◆ **YOUR GOAL**
Please copy all of the records below word for word, leaving out the pictures.

◆ **INFORMATION PROVIDED**

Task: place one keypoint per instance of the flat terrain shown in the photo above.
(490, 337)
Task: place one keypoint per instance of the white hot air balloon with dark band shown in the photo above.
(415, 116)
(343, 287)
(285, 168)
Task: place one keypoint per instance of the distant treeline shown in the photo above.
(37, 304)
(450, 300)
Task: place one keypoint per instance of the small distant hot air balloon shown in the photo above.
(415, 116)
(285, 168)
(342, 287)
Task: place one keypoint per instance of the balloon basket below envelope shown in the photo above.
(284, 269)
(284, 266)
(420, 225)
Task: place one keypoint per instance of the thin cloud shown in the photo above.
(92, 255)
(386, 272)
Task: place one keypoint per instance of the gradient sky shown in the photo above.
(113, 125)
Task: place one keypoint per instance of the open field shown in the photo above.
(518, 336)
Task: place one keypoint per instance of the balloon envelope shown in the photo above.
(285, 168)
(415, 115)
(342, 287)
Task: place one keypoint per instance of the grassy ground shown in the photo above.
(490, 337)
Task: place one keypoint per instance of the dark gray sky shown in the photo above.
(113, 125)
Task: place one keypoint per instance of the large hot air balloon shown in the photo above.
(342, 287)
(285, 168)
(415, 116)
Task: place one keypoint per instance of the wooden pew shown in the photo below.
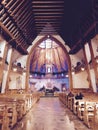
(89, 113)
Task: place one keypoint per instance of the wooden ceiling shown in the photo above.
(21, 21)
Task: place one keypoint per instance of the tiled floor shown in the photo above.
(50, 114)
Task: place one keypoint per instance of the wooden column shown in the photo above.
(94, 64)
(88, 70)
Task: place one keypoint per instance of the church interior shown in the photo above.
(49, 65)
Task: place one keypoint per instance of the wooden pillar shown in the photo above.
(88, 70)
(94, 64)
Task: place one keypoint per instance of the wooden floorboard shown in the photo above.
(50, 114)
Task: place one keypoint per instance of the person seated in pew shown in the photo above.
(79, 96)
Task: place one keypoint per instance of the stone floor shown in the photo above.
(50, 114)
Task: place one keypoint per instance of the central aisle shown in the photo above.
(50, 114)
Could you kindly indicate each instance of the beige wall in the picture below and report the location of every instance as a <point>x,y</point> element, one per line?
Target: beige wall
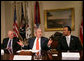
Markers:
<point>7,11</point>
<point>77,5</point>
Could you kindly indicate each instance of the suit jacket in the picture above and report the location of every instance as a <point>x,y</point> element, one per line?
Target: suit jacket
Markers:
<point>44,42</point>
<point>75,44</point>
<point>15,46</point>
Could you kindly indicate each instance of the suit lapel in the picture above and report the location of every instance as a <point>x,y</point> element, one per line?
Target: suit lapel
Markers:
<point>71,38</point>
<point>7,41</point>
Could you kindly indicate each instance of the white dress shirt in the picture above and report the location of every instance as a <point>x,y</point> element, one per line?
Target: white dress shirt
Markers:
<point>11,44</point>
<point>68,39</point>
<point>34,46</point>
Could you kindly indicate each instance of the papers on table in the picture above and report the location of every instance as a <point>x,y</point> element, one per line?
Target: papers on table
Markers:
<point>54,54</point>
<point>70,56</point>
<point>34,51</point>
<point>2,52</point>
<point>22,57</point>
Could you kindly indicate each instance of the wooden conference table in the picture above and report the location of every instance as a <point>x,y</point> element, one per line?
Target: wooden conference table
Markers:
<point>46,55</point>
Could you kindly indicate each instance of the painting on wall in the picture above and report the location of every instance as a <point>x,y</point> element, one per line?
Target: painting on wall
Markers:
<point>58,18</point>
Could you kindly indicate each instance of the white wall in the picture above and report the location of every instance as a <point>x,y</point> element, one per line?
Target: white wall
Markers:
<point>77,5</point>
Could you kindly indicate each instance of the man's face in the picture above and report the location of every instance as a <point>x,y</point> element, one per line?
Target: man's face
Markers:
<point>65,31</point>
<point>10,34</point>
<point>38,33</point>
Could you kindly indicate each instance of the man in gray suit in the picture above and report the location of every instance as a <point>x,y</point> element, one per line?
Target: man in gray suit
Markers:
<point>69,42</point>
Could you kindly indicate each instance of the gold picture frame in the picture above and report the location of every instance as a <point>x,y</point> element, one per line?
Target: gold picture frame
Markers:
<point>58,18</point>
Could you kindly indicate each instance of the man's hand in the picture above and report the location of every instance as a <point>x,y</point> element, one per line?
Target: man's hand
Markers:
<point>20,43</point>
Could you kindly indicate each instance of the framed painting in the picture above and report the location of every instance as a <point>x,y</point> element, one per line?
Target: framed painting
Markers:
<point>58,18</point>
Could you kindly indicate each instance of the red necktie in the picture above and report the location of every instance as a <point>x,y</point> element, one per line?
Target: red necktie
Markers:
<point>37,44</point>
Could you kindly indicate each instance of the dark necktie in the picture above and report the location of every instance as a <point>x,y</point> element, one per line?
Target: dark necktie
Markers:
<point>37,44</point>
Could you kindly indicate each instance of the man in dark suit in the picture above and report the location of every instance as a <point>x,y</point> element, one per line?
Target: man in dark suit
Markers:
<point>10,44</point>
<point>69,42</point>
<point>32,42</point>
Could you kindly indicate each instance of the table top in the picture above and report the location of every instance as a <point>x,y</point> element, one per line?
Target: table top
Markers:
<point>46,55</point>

◆ **SOLUTION TO THIS TASK**
Task: place one keypoint per instance of the flat terrain shown in the photo above.
(490, 337)
Task: place one keypoint per instance of the white hot air balloon with dark band shown in the photo above.
(415, 116)
(343, 287)
(285, 168)
Task: place one keypoint per instance of the distant treeline shown in the photo above.
(37, 304)
(450, 300)
Task: place one keypoint per instance of the small distant hot air balloon shown in the photo above.
(415, 116)
(285, 168)
(342, 287)
Task: place one keypoint per instance of the balloon basket below envelope shown in the photo above.
(284, 269)
(284, 266)
(420, 225)
Task: place one keypoint per instance of the thin cloud shown in the photo above.
(92, 255)
(386, 272)
Task: place one keypoint per instance of the gradient sky shown in the photo above.
(113, 125)
Task: place one keypoint per instance of the open field shown in the photo above.
(518, 336)
Task: place one keypoint per instance of the balloon envelope shown in the photo above.
(285, 168)
(415, 115)
(342, 287)
Task: place one keypoint per instance of the grassy ground shown in the photo above.
(490, 337)
Task: place one keypoint per instance of the dark gray sky shown in the photo above.
(113, 125)
Task: place one keypoint per instance of the large hot air balloon shown in the photo above.
(342, 287)
(285, 168)
(415, 116)
Task: place one keypoint per instance of the wooden pew shown in the photo below.
(89, 113)
Task: place one keypoint per instance of the wooden ceiling shown in the photo above.
(21, 21)
Task: place one keypoint per instance of the tiled floor shown in the photo above.
(50, 114)
Task: place one keypoint per instance of the wooden column shown in the photo above.
(94, 64)
(88, 70)
Task: place one keypoint per instance of the church interior shown in the photo above.
(49, 65)
Task: place one keypoint per instance of the wooden pillar shown in the photo above.
(88, 70)
(94, 64)
Task: place one keypoint per instance of the wooden floorboard shown in the photo above.
(50, 114)
Task: place one keypoint per instance of the person seated in pew shown in the photo above.
(79, 96)
Task: place one keypoint per instance of the stone floor shown in the photo above.
(50, 114)
Task: place one keypoint per instance of the central aisle shown in the photo above.
(50, 114)
Could you kindly indicate each instance of the beige wall in the picture below and report the location of every instance as a <point>x,y</point> element, one per line?
Target: beige wall
Markers:
<point>7,11</point>
<point>77,5</point>
Could you kindly indicate each instance of the suit jacket in the picture above and report the location of every instance as a <point>x,y</point> element, one per line?
Target: suit jacket
Markers:
<point>44,42</point>
<point>75,44</point>
<point>15,46</point>
Could you kindly indicate each instance of the suit lapel in the picture above and report the location of every instance as a <point>x,y</point> element, one per line?
Target: suit lapel
Markers:
<point>71,38</point>
<point>7,41</point>
Could you kindly indicate each instance of the white dress shirt in the picture above and report the location of every instance as a <point>x,y</point> element, one per line?
Target: white dress shirt
Markers:
<point>11,44</point>
<point>68,39</point>
<point>34,46</point>
Could you kindly indicate each instance of the papers on table in the picture above and report the location of every instance as a <point>x,y</point> element, one per line?
Target: papers on table
Markers:
<point>54,54</point>
<point>70,56</point>
<point>34,51</point>
<point>2,52</point>
<point>22,57</point>
Could you kindly indicate each instance of the wooden conference table in the picture above and report the location of every instance as a <point>x,y</point> element, one per line?
Target: wooden conference table
Markers:
<point>46,55</point>
Could you kindly indicate each instance of the painting on wall in the picture above and report the location of every instance as a <point>x,y</point> element, one per line?
Target: painting on wall
Markers:
<point>58,18</point>
Could you kindly indicate each instance of the white wall in the picture above and report the location of every instance as a <point>x,y</point> element, one per line?
Target: white wall
Markers:
<point>77,5</point>
Could you kindly indicate each instance of the man's face in the picture above and report the location of every instance as a <point>x,y</point> element, one per line?
Target: man's face
Markers:
<point>65,31</point>
<point>10,34</point>
<point>38,33</point>
Could you kindly indicate each instance of the man in gray suit in the picture above and report the location of every instance as a <point>x,y</point> element, one per line?
Target: man in gray suit
Markers:
<point>69,42</point>
Could you kindly indicate each instance of the gold picture frame in the picture above and report the location of every instance as a <point>x,y</point> element, one per line?
Target: gold picture frame
Markers:
<point>58,18</point>
Could you kindly indicate each instance of the man's hand in the picture above and report the location of every instance as a <point>x,y</point> element, one per line?
Target: man's hand
Markers:
<point>20,43</point>
Could you kindly indicate each instance of the framed painting in the picture above and report the location of every instance as a <point>x,y</point> element, one per line?
Target: framed painting
Markers:
<point>58,18</point>
Could you kindly indicate each instance of the red necktie in the picture above and report the location of every instance as a <point>x,y</point> element, one per line?
Target: red necktie
Markers:
<point>37,44</point>
Could you kindly indicate each instance of the dark necktie in the picture above and report the location of every instance as a <point>x,y</point> element, one per line?
Target: dark necktie
Markers:
<point>37,44</point>
Could you kindly indicate each instance of the man in dark suit in the picture above and report the location of every instance as a <point>x,y</point> element, one per line?
Target: man in dark suit
Markers:
<point>10,44</point>
<point>69,42</point>
<point>32,42</point>
Could you kindly indicate each instance of the table top in the picture above and report the location of every instance as a <point>x,y</point> element, one per line?
Target: table top
Markers:
<point>46,55</point>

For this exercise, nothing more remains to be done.